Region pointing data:
··········

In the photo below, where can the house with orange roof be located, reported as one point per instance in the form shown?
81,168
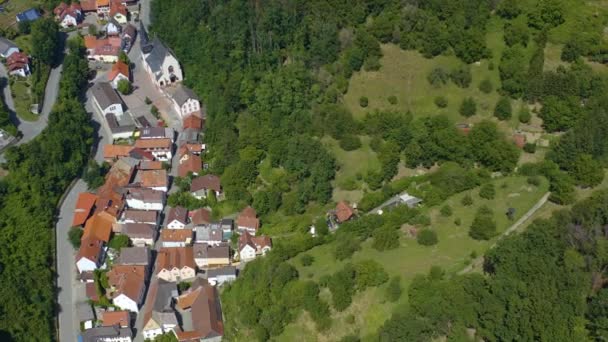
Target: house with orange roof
127,286
119,71
252,246
84,207
90,255
175,264
112,318
113,152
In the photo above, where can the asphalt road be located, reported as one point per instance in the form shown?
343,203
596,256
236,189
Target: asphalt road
70,291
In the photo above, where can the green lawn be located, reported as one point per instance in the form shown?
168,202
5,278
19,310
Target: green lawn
452,253
352,165
22,98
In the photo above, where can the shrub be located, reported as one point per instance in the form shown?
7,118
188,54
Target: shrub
503,109
487,191
524,115
437,77
467,200
468,107
461,76
446,211
427,237
350,142
530,148
393,291
307,260
363,101
441,101
485,86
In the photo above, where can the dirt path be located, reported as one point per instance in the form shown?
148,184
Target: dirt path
478,261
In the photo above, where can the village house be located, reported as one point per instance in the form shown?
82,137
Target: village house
139,216
111,153
157,133
200,217
127,286
119,318
209,235
160,63
120,71
84,208
177,218
189,164
160,148
176,237
202,186
140,234
145,199
159,316
219,276
248,221
18,64
68,15
175,264
201,313
152,179
107,334
7,47
252,246
184,100
135,256
208,256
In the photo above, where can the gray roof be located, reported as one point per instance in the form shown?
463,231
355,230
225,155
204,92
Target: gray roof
100,334
85,312
181,94
134,256
5,45
222,271
164,296
204,233
105,95
157,55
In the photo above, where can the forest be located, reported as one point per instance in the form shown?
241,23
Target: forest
38,174
274,75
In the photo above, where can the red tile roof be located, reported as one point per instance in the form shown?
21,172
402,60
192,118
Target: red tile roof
83,209
119,68
344,212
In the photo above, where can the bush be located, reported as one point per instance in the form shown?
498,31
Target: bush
363,101
467,200
307,260
446,211
350,142
483,226
393,290
385,238
524,115
468,107
461,76
427,237
485,86
441,101
74,236
437,77
530,148
487,191
503,109
534,180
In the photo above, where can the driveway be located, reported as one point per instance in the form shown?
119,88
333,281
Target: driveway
70,291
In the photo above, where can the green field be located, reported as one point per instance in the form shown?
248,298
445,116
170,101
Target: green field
453,253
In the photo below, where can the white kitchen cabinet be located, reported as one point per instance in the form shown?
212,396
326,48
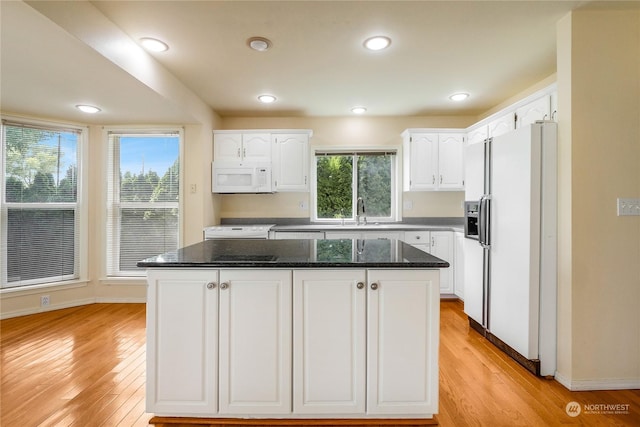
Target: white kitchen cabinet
255,342
329,335
442,247
240,147
458,264
433,160
450,161
539,109
402,342
290,154
420,160
182,342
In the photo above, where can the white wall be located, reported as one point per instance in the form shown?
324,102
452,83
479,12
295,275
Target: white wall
599,252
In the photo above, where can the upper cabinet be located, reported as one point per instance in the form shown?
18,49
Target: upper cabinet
432,160
284,151
241,146
290,154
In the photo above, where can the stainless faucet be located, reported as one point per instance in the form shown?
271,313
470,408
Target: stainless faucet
360,211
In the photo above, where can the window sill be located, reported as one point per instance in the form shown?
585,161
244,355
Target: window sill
37,289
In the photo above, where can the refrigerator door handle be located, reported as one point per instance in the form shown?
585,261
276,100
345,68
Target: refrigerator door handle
484,218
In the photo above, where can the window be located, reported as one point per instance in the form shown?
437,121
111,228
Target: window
143,198
342,178
40,204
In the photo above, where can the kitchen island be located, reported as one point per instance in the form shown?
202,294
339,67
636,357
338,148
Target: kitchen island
293,329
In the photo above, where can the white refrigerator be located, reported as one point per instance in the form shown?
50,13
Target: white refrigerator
510,271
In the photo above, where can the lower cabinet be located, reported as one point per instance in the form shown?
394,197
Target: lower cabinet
329,333
182,342
403,322
255,342
303,343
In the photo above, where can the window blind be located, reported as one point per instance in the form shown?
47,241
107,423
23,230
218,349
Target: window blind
40,204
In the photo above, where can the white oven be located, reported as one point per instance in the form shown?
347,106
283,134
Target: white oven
259,231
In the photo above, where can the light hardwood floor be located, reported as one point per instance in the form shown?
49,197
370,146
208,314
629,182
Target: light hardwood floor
85,366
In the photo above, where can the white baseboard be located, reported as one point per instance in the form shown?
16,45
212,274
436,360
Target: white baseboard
599,384
116,300
35,310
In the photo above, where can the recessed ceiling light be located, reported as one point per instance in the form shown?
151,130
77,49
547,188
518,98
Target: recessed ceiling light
377,43
88,109
459,96
259,43
267,99
154,45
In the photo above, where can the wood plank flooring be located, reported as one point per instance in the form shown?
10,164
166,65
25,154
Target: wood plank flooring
85,366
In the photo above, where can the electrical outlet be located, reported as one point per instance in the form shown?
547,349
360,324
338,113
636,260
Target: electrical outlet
628,207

··········

PROBLEM DESCRIPTION:
Each entry above has to be set down again verbatim, except for its pictures.

COMPLETED EXERCISE:
In the photo below, where can the house with orange roof be located, reported as one point per instance in the form shown?
81,168
Target: house with orange roof
127,286
119,71
252,246
84,207
90,255
175,264
112,318
113,152
In the photo above, where can the asphalt road be located, reported as one point per instance in the form shown?
343,203
596,256
236,189
Target: asphalt road
70,291
In the photo above, where can the green lawn be located, reported as one point per instance in the form shown?
168,202
5,278
19,310
Target: green lawn
452,253
352,165
22,98
In the photo above, where can the shrub be located, reported as one point per instance in the form shown?
7,118
188,54
Target: shrub
503,109
487,191
524,115
437,77
467,200
468,107
461,76
446,211
427,237
350,142
530,148
393,291
307,260
363,101
441,101
485,86
In the photo above, where can the dirt path be located, reported as one point per instance in the form shown?
148,184
Target: dirt path
478,261
In the photo above, where can the village house be located, reported as one point per instance in the form shown?
82,137
Target: village house
139,216
111,153
157,133
200,217
127,286
119,318
209,235
160,63
120,71
84,208
177,218
189,164
160,148
176,237
202,186
140,234
145,199
159,316
219,276
248,221
18,64
68,15
175,264
201,313
152,179
107,334
7,47
252,246
184,100
135,256
208,256
In the photo above, where can the gray roof be located, reported as one point per instance in the form shown?
463,231
355,230
225,155
204,92
Target: gray roof
100,334
85,312
181,94
134,256
5,45
222,271
164,296
204,233
105,95
157,55
In the photo above, where can the forest be located, reported as one point per instance in the form shown?
241,23
Target: forest
38,174
274,75
In the photo above, where can the red tile roof be located, reported as one point per instance in the form shown?
21,172
402,60
192,118
Target: red tile roof
83,209
119,68
344,212
In the photo above, where can the bush be located, reported as one point per instance in the form shown?
498,31
Target: bush
363,101
467,200
307,260
446,211
350,142
483,226
393,290
385,238
524,115
468,107
461,76
427,237
485,86
441,101
74,236
437,77
530,148
487,191
503,109
534,180
In the photo above, where can the driveway be located, reported as one point per instance in the form shown?
119,88
333,281
Target: driveway
70,291
In the photo above, where can the green field be located, reported as one point per instance in the form shown?
248,298
445,116
170,101
Target: green field
453,253
In the photo below, where can the white kitchen cabinet be located, reported as one point per instance in the form shown?
212,396
326,48
Target: white kitchen cabinet
255,342
329,335
442,247
240,147
458,264
433,160
450,161
539,109
402,342
290,154
420,160
182,342
In the photo above, where can the white wall be located, reported as one point per instance in the form shown?
324,102
452,83
479,12
295,275
Target: white wall
599,252
In the photo above, where can the upper cabinet be located, reported as one point per instance in the form shown?
18,49
Target: upper cabinet
432,160
284,151
241,146
290,154
In the photo above, where can the stainless faucet be located, reported as one point per instance in the form shown?
271,313
470,408
Target: stainless faucet
360,211
In the photo above, where can the window sill be located, reported as one point per instance in the form shown?
585,161
244,355
Target: window sill
37,289
In the photo above, where can the refrigerator door handle be located, reported as one point per instance in the form shown?
585,261
276,100
345,68
Target: refrigerator door handle
484,218
In the photo above, where can the window be located, reported as one point per instance in the form shown?
437,121
111,228
Target: window
143,198
342,178
40,204
In the photo above, where can the kitchen island be located, reported as one point per instance in the form shown?
202,294
339,67
636,357
338,148
Target: kitchen island
293,329
In the photo above, where can the white refrigerator be located, reported as one point per instance in the form shown?
50,13
Target: white refrigerator
510,271
In the photo above, where can the lower cabinet be located, reported as one point per instance in the form shown?
394,197
Target: lower cabinet
329,333
182,342
403,322
255,342
303,343
In the photo above, where can the window blind be located, reported as one point per instance in the form shown?
47,241
107,423
23,230
218,349
Target: window blind
40,204
In the photo above, where can the white oven be located, reported as one point per instance in the form shown?
347,106
283,134
Target: white oven
259,231
In the photo above, where can the light hardwood floor be located, reported as one point per instance in the form shown?
49,197
370,146
208,314
629,182
Target: light hardwood floor
85,366
In the photo above, where can the white baseboard be located, reported as one point per instance in the form shown?
16,45
212,274
436,360
Target: white baseboard
599,384
116,300
35,310
In the photo above, where can the recessed ceiling light be located, reported as one point per instance in the form shown?
151,130
77,49
547,188
518,98
Target: recessed ceiling light
377,43
88,109
459,96
259,43
267,99
154,45
In the photo above, where can the wood plank flooring be located, reported as one point per instance in the form shown?
10,164
166,65
25,154
Target: wood plank flooring
85,366
In the photo above, where can the electrical outlet be located, reported as one point per instance in the form shown?
547,349
360,324
338,113
636,260
Target: electrical outlet
628,207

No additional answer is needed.